== TAREA A REALIZAR ==
Continúa el texto sobre la autorreflexión a partir de su última oración.
━━ FRAGMENTO DEL TEXTO ━━
Sin embargo, mayoritariamente la autoreflexión trae consigo mejoras efectivas. Por ejemplo, la investigación que Giada Di Stefano, Francesca Gino, Gary Pisano y Bradley Staats llevaron a cabo en operadoras, demostró que los empleados que pasaron 15 minutos al final del día reflexionando sobre las lecciones aprendidas mejoraron su competencia en un 23% después de 10 días con respecto a los que no lo hicieron.

Fuera del entorno laboral, este otro, hecho a viajeros del Reino Unido, encontró un resultado similar. Cuando los que viajaban se tomaban un tiempo para pensar y planear su día, fueron más felices, más productivos y se cansaron menos durante el viaje que las personas que no lo hicieron.

Y, si tan bueno es, ¿por qué no lo hacemos más? Hay muchas razones por las que a las personas no les gusta quedarse en silencio consigo mismas sin hacer nada, pero la causa fundamental en los tiempos modernos es el sesgo hacia la acción.
━━━
━━ MATERIAL PROPORCIONADO ━━
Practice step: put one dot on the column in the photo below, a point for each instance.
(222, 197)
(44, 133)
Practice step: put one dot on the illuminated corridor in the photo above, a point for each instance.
━━━
== RESPUESTA DEL EJERCICIO ==
El fenómeno se puede explicar con este estudio. En él defienden que, en los penaltis, los porteros profesionales que se quedan en el centro de la portería hasta el último momento, en lugar de lanzarse a la izquierda o a la derecha, tienen un 33% de posibilidades más de detener el disparo. Sin embargo, 32 de los mejores porteros profesionales sólo permanecen en el centro un 6% del tiempo, entonces no pueden soportarlo, apuestan por un lado y se lanzan. ¿Por qué? Los expertos lo llaman sesgo de acción, uno de los sesgos cognitivos menos conocidos. Cuando no sabemos qué hacer, pensamos que lo mejor es hacer cualquier cosa, lo que sea, a fin de romper con la incertidumbre y el vacío. Irónicamente es justo lo opuesto al “sesgo de omisión”: aquel que nos bloquea a hacer cuando tenemos miedo al resultado. Parece que no nos da miedo sólo el resultado, también nos aterra la ausencia de resultado.

Diversos estudios han demostrado que, precisamente, son los más veteranos los que más tardan en intervenir en un asunto, probablemente por tolerancia a la incertidumbre desarrollada tras la experiencia. Lo que Warren Buffett llama “el arte de dejar pasar las pelotas”. La capacidad de permanecer en la nada, pensar sin actuar y esperar a que ocurra algo.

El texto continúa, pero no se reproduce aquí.